### 読解本文

---+---

中国のソーシャルメディアサービス「微博(ウェイボー)」で行われたある投稿は、江が1998年にメガホンを使って救助隊に防潮壁を決壊させないように呼びかけた出来事に言及。当時の中国社会は「力強く前進し、活気にあふれ、歌を歌うような高揚感で新時代へと歩みを進めていた」とコメントした。

もっとも、ほかの多くのコメントは江をそこまで持ち上げるものではない。江は、指導者としての自らの政治生命がかかっている場合には、抑圧的な行動に出ることもあったからだ。

それでも国民はさまざまな理由から、江が総書記、国家主席、中央軍事委員会主席として権力を振るった1989〜2004年を、現在の習体制よりも好意的にとらえている。江の下で中国は天安門事件後の政治的停滞期を抜け出し、時に向こう見ずで汚染をまき散らすものであったとはいえ、長期にわたる目まぐるしい経済発展を成し遂げた。

中国共産党は当時も厳格な政治統制を行っていたが、人権派弁護士、民間の報道機関、反体制派の闘士、リベラルな思想を持つ学者が公の場で討論を行うことは許されていた。こうしたささやかな自由は、今の中国には存在しない。

当たり障りのない追悼コメントまで検閲

「ヒキガエルよ、私たちは以前、あなたを間違って非難した。最低の指導者だと考えていたが、実は最高の指導者だった」というコメントも見られた。ヒキガエルというのは、江の肥満気味の体型と大きな眼鏡にちなんだ愛称で、国民の間で広く使われている。

ほかには、1997年に当時の中国としては比較的際どいシーンが含まれていた映画『タイタニック』の上映が許され、レオナルド・ディカプリオとケイト・ウィンスレットの演技を楽しめたことを懐かしむコメントもあった。「さようなら、私たちにあの年『タイタニック』を見させてくれてありがとう」。江の死去を受けて投稿され、人気を集めたこのコメントにはこのようにつづられていた。

江の死去から数時間後には、ウェイボーで早くも検閲が始まり、関連の投稿が制限されるようになっていた。江の死は厳格なコロナ規制で国民の怒りが爆発したタイミングと重なったため、比較的無害な思い出話が習と中国共産党に対する厳しい批判に転化するのを防ぐ狙いがあるとみられる。上述の『タイタニック』に関するコメントは「いいね」を何万と集めた後、検閲によって削除された。

---+---

### 記録一覧
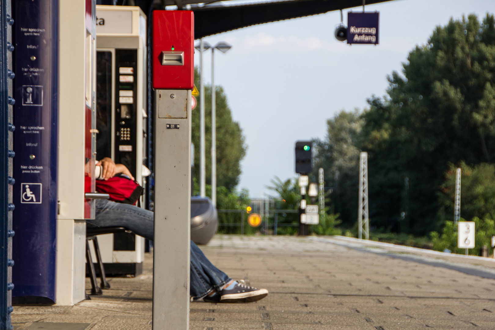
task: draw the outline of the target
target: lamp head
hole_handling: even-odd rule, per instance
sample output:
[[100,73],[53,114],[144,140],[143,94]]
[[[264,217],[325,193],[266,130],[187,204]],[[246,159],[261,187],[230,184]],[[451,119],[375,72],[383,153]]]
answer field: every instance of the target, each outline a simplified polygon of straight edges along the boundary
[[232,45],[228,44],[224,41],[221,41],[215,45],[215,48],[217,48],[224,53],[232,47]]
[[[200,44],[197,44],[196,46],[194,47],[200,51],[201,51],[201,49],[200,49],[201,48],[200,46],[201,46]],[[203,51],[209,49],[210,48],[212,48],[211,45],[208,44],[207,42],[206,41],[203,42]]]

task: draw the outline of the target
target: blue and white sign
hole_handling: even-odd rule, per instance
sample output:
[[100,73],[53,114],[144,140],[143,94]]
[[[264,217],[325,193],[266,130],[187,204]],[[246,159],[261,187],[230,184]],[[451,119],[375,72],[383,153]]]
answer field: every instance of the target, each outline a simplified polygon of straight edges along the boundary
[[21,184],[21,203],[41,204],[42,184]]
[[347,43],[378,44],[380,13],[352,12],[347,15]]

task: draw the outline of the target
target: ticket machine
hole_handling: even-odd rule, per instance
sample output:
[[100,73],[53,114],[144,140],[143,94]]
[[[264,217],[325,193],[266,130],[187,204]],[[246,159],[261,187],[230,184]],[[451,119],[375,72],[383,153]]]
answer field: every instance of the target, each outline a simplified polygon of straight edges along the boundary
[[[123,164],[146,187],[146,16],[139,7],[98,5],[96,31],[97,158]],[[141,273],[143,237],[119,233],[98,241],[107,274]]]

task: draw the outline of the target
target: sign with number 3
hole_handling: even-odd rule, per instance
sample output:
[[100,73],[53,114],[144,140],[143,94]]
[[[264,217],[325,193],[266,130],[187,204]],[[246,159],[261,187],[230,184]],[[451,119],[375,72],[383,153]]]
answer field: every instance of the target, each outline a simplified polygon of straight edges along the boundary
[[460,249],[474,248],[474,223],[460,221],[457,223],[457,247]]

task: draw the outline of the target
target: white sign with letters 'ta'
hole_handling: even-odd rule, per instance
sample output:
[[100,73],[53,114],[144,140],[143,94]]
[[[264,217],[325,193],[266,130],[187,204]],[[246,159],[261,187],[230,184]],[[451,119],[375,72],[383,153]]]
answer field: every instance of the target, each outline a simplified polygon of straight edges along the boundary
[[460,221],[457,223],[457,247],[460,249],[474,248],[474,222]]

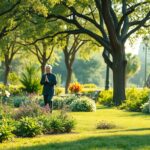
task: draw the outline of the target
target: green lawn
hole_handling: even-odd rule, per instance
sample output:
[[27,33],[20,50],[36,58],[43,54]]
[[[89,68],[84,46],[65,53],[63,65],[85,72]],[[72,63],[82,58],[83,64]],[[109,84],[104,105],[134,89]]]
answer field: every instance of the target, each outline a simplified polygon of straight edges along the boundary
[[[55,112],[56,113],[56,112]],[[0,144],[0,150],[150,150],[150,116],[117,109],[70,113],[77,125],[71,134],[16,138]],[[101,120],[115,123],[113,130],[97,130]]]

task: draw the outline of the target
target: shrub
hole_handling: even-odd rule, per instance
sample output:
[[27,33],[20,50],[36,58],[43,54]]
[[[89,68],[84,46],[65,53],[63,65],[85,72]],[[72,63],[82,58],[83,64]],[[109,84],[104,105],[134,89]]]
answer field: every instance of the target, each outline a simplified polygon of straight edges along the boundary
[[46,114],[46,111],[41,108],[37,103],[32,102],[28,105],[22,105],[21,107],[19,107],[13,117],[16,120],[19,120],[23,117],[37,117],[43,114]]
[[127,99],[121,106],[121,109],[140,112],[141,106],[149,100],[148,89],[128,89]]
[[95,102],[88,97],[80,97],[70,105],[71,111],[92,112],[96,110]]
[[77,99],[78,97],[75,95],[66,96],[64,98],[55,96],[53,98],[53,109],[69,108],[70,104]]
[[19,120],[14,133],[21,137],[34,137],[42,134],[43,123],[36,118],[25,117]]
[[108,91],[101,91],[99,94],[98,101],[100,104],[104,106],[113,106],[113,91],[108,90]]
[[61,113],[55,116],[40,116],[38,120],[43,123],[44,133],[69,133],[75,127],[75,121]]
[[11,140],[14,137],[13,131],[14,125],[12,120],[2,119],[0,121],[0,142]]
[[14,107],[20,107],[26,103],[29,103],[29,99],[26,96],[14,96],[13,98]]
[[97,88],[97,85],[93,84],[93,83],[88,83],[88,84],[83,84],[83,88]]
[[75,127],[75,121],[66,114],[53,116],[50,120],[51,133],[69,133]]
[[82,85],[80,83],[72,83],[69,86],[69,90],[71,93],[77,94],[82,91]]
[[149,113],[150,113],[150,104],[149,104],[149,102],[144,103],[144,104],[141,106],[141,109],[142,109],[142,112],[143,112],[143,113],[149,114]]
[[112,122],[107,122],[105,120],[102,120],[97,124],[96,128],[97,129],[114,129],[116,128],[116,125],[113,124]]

---+---

### 指示と条件
本文で、江の時代に公の場での討論を許されていたとされるものをすべて挙げよ。

### 結果
人権派弁護士
民間の報道機関
反体制派の闘士
リベラルな思想を持つ学者